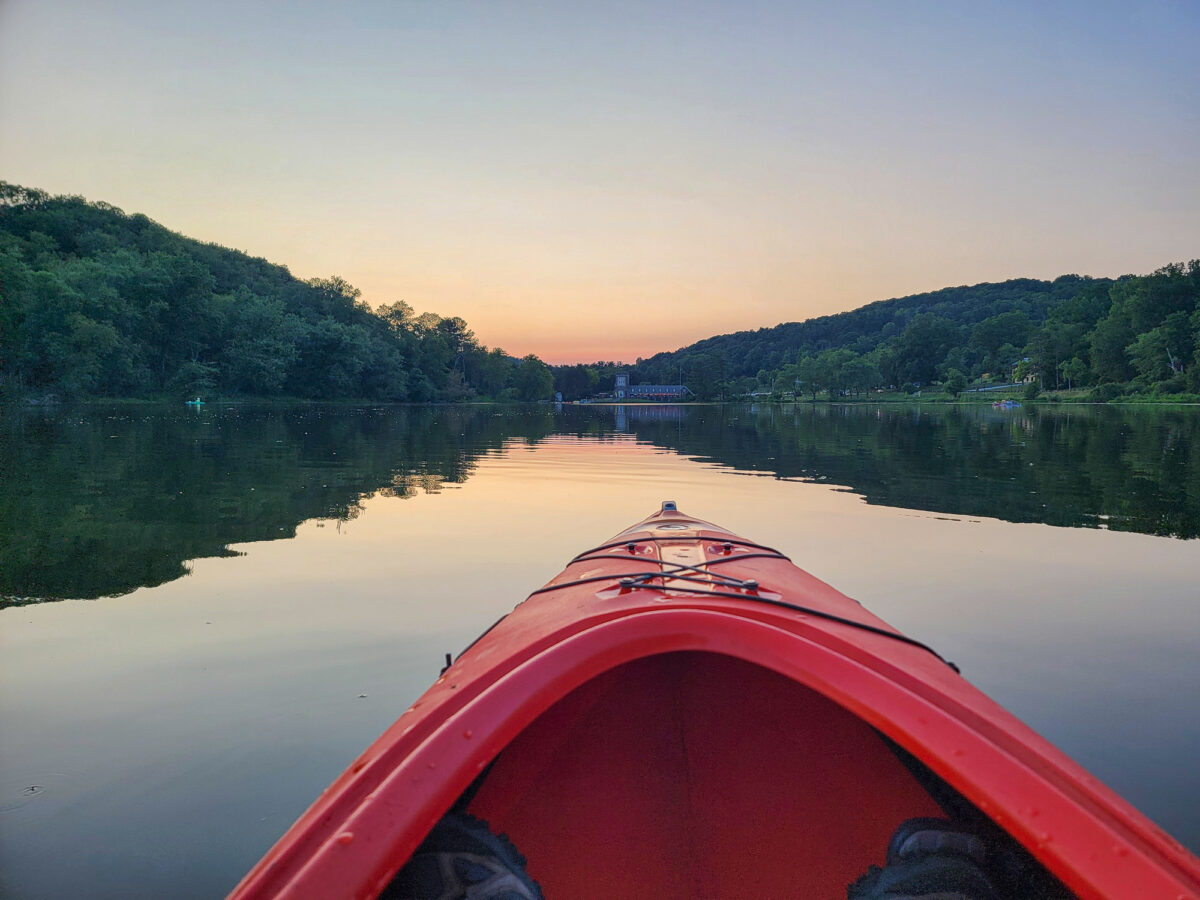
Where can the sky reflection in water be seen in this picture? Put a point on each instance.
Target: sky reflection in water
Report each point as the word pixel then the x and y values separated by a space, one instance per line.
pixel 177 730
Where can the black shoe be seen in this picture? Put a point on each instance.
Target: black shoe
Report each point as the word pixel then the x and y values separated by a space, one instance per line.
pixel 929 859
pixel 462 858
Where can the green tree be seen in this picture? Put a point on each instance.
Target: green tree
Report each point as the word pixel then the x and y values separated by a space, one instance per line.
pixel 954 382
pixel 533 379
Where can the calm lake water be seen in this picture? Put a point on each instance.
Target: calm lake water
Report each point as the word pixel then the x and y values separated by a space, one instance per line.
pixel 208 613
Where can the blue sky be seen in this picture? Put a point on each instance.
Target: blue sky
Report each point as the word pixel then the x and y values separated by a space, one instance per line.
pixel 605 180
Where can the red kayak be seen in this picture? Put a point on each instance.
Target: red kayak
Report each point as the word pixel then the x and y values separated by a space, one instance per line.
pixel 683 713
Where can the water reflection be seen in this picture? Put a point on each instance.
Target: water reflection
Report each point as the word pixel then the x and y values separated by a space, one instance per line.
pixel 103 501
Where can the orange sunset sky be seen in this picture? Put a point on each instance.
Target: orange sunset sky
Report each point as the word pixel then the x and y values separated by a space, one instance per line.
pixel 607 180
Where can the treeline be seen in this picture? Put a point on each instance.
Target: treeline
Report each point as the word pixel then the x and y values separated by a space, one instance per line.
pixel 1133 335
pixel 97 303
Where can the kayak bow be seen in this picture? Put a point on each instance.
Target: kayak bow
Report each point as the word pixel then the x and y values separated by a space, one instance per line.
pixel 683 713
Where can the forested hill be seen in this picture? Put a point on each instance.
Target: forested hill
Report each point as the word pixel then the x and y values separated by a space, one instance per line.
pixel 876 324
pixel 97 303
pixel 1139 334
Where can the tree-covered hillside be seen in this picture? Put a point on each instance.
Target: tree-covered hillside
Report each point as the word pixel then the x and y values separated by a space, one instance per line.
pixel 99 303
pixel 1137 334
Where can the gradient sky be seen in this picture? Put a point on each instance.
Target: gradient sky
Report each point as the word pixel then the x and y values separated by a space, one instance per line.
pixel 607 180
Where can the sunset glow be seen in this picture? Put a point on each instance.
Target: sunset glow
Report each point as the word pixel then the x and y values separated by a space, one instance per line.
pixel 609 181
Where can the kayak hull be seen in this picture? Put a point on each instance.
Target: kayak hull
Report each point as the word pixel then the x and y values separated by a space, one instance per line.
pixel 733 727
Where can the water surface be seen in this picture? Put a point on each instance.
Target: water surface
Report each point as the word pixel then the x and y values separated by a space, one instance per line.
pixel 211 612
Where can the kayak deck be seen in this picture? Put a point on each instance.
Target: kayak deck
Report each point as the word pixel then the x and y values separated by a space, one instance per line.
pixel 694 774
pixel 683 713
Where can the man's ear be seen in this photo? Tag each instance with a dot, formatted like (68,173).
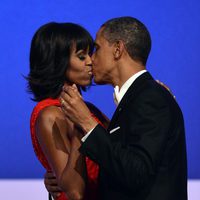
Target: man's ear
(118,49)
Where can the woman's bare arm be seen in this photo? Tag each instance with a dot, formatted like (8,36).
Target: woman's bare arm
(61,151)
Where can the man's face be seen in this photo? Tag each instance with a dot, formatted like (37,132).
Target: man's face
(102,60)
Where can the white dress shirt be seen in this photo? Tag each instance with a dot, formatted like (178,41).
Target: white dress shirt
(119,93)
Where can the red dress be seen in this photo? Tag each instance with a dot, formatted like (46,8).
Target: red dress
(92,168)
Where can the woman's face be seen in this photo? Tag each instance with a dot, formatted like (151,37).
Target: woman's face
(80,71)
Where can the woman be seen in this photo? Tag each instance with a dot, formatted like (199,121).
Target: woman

* * *

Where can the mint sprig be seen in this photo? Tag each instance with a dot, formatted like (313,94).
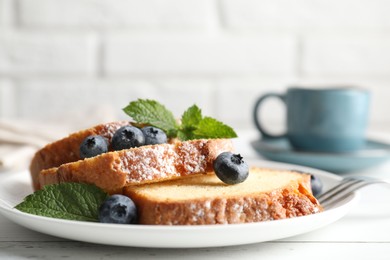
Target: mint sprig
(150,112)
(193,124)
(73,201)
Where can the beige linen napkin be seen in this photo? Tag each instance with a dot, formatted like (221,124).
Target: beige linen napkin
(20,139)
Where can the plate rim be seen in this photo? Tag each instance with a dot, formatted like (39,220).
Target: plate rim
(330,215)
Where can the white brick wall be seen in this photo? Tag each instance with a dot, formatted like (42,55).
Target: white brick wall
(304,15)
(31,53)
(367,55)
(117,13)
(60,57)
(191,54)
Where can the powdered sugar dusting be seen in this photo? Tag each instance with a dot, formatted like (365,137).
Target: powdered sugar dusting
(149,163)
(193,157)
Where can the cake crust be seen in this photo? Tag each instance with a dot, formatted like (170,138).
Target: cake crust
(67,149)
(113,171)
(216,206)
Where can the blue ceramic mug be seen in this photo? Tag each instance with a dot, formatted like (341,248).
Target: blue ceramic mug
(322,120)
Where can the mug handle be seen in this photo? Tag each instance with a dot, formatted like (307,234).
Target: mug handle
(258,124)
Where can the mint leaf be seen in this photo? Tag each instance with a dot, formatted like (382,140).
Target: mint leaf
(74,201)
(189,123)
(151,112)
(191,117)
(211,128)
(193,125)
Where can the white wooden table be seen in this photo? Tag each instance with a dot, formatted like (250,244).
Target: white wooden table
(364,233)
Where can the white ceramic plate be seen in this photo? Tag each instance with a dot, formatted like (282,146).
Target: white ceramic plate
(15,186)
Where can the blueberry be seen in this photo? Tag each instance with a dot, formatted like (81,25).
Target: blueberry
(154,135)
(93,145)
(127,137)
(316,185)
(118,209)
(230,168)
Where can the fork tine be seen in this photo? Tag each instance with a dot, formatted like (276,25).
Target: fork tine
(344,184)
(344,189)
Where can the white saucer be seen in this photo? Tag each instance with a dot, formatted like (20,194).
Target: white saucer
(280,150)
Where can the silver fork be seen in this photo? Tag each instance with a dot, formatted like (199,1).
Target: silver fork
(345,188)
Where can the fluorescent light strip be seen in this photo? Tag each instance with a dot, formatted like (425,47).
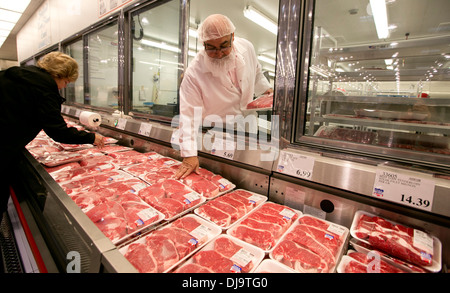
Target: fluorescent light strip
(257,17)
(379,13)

> **WHAT NEEDS TO BE DONE**: Whatever else the listing above holds, retype exactly only the lines from the one containing "Target: mint leaf" to the one containing "Where can the white ceramic", both ends kept.

> **RESPONSE TO THE TASK**:
Target: mint leaf
(74,201)
(189,123)
(151,112)
(191,117)
(211,128)
(193,125)
Where can the white wooden table be seen in this photo? Tag each instance with a dot, formatted like (250,244).
Target: white wooden table
(364,233)
Where can the white ceramic plate be seen in this photo? Tag each instance with a dot, formatted like (282,146).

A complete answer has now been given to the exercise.